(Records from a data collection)
----
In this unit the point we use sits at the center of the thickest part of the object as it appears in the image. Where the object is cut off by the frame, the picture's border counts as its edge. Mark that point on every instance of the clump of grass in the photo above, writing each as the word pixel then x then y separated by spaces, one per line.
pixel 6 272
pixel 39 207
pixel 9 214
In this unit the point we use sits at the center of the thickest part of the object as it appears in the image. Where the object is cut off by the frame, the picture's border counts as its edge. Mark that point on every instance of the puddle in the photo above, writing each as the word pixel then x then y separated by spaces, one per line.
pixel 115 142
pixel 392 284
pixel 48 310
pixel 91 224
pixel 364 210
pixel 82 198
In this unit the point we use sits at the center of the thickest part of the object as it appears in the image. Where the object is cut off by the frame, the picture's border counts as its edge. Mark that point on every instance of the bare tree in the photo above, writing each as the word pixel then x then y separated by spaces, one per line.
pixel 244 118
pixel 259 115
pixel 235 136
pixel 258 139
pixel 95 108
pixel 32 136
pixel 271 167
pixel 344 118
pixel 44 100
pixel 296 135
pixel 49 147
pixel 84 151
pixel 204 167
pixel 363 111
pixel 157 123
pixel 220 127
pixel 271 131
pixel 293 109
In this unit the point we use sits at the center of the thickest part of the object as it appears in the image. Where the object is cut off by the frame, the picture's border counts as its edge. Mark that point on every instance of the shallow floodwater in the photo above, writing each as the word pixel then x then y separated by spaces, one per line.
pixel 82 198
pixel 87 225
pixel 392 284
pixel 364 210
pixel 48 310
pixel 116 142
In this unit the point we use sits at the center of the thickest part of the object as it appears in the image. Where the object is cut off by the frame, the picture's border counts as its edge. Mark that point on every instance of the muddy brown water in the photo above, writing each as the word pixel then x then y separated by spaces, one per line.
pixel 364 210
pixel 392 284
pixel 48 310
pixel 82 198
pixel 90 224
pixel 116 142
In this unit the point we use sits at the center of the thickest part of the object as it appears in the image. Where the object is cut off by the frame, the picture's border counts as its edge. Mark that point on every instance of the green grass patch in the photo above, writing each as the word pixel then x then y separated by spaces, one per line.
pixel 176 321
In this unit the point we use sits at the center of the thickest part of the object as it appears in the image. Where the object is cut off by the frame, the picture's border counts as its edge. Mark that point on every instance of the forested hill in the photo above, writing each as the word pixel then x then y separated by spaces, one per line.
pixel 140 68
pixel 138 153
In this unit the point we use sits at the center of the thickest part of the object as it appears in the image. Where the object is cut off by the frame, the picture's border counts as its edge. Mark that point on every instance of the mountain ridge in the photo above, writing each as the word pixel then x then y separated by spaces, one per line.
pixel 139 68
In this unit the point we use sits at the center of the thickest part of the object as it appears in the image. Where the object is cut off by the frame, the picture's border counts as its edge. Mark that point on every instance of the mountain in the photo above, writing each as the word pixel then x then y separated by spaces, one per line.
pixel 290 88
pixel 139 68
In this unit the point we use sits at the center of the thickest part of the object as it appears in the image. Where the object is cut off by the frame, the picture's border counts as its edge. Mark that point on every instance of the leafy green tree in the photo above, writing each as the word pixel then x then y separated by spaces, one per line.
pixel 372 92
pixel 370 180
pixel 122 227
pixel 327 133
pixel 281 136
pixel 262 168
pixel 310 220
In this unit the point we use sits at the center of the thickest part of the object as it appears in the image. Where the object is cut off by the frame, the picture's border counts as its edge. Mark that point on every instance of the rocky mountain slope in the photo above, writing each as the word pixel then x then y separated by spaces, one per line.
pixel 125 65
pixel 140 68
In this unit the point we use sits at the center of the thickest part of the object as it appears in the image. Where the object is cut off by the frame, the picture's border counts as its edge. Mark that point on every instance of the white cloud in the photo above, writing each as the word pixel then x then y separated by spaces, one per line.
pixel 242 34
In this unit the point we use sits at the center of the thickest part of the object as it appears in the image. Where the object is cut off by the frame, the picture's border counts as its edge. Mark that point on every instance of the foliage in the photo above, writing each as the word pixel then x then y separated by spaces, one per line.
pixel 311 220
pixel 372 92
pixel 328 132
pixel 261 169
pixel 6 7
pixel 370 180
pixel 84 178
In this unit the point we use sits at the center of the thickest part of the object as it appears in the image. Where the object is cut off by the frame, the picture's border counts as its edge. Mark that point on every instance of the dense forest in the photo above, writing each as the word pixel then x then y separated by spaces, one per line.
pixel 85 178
----
What to work on: Whatever the entries above contain, reproduce all of them exactly.

Output of the exercise:
In this unit the point we use sits at the center of the thickest part of the object as it appears in the image. Where the object is cut off by the frame, the picture's border counts as its edge. Mark that point on every instance of the clump of grass in the photo above, writing each as the word pixel then x then y separated by spaces, one per line.
pixel 6 272
pixel 39 207
pixel 9 214
In this unit the point we use sits at the center of the thickest part of the object as it appears in the image. Where the object is cut off by the frame, the picture's border counts as its edge. Mark that point on every instance of the puddle in the photo above, writing each as the word pixel then x then y separated by spaces, one per line.
pixel 115 142
pixel 392 284
pixel 48 310
pixel 91 224
pixel 364 210
pixel 82 198
In this unit the point we use sits at the center of the thickest part of the object as it appears in the image. Where the object is cut off by the frame, the picture's border counts as its edge. Mark that point on every instance of the bare tree in the photo above, writing each as the word pixel then x then y separated by spaces, one per line.
pixel 244 118
pixel 259 115
pixel 235 136
pixel 258 139
pixel 95 108
pixel 32 136
pixel 271 167
pixel 344 118
pixel 44 100
pixel 296 135
pixel 49 147
pixel 84 151
pixel 204 167
pixel 363 111
pixel 157 123
pixel 220 127
pixel 271 131
pixel 293 109
In this unit the point we use sits at the center of the thickest part of the object as it appears in the image. Where the object is cut off by the frame, the picture's border counts as its edge. Mark that point on every instance of the shallow floodwater in the photo above, writing each as the word pixel then x then y separated by spaces, one per line.
pixel 82 198
pixel 87 225
pixel 392 284
pixel 364 210
pixel 48 310
pixel 116 142
In this unit the point we use sits at the center of the thickest part of the object as it appears in the image. Where the object is cut off by the frame, the picture's border counts as its edge. Mark that point on every instance of the muddy brown water in the photo above, writing each as the word pixel then x then y separated by spaces, one per line.
pixel 364 210
pixel 392 284
pixel 48 310
pixel 82 198
pixel 90 224
pixel 116 142
In this unit the point we use sits at the center of the thickest part of the object as it appears in the image. Where the object is cut off by the frame, the picture's border counts as its edge. Mark that point on every instance of the green grass patch in the photo above, writing each as the word pixel then x then y separated by spaces, one per line.
pixel 176 321
In this unit the point we use sits at the center of the thickest part of the object as it appears in the image. Where the object is cut off by the frame, the picture's border counts as its edge. Mark that point on every instance of the forested hill in the photo above, writing each as the word pixel then x then y separated by spaces, one per line.
pixel 140 68
pixel 138 153
In this unit the point we use sits at the center of the thickest part of the object as it appears in the image. Where the object is cut off by the frame, the picture's border counts as its edge. Mark that point on every instance of the mountain ridge in the photo above, writing each as the word pixel then x then y separated by spaces, one per line.
pixel 139 68
In this unit the point we use sits at the center of the thickest part of the object as it appears in the image. Where the object is cut off by the frame, the picture's border counts as its edge. Mark that point on every instance of the mountain in the photo above, writing each as the word pixel then x then y separated by spaces, one per line.
pixel 290 88
pixel 139 68
In this unit the point we use sits at the center of the thickest part of the object as it appears in the image. Where the object is cut off by the frame, the picture's border counts as its edge. Mark that point on every instance of the leafy green tree in the photo above, writing each as the word pixel then x then y separated by spaces, one per line.
pixel 372 92
pixel 370 180
pixel 122 227
pixel 327 133
pixel 281 136
pixel 262 168
pixel 310 220
In this unit the point we use sits at the center of the thickest part of the object as it appears in the image. Where the object is cut off by the frame, the picture's border counts as its edge. Mark that point on every instance of the rocky mountain slope in the photo above, writing each as the word pixel then x then y separated by spaces, one per line.
pixel 125 65
pixel 140 68
In this unit the point we use sits at the center of the thickest part of the object as it appears in the image. Where the object is cut off by the frame, the picture's border counts as its edge. Mark that point on every instance of the white cloud in the photo above, writing each as the word pixel then x then y separated by spaces, one per line.
pixel 242 34
In this unit the point we use sits at the center of the thickest part of the object as it appears in the image. Where the object is cut off by the frame, the picture's border counts as its edge. Mark that point on every instance of the foliage in the photo above, writing each as the word pixel then x then y separated by spaces, one per line.
pixel 311 220
pixel 372 92
pixel 328 132
pixel 261 169
pixel 6 7
pixel 370 180
pixel 84 178
In this unit the point we use sits at the center of the thickest part of the object as it appears in the image. Where the object is cut off by the frame, the picture's border counts as its edge. Mark that point on every instance of the dense forest in the photo above, writing each as the word pixel then x then y separated by spaces, one per line.
pixel 85 178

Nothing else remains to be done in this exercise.